PROVIDED INFORMATION ▸
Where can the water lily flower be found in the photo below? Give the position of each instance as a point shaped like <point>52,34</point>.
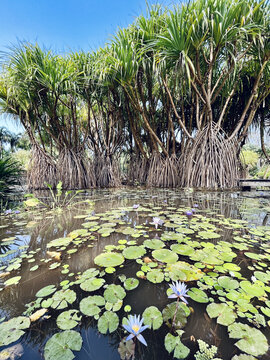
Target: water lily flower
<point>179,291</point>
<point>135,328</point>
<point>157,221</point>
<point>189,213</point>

WHAT THIS TASK INVOLVES ▸ Repeat the listing exactly, minus its pictures.

EXERCISE OUTPUT ▸
Where can the water lily flower be found in the photo below? Give the position of each instance as a point shaped like <point>52,34</point>.
Target: water lily flower
<point>179,291</point>
<point>135,328</point>
<point>157,221</point>
<point>189,213</point>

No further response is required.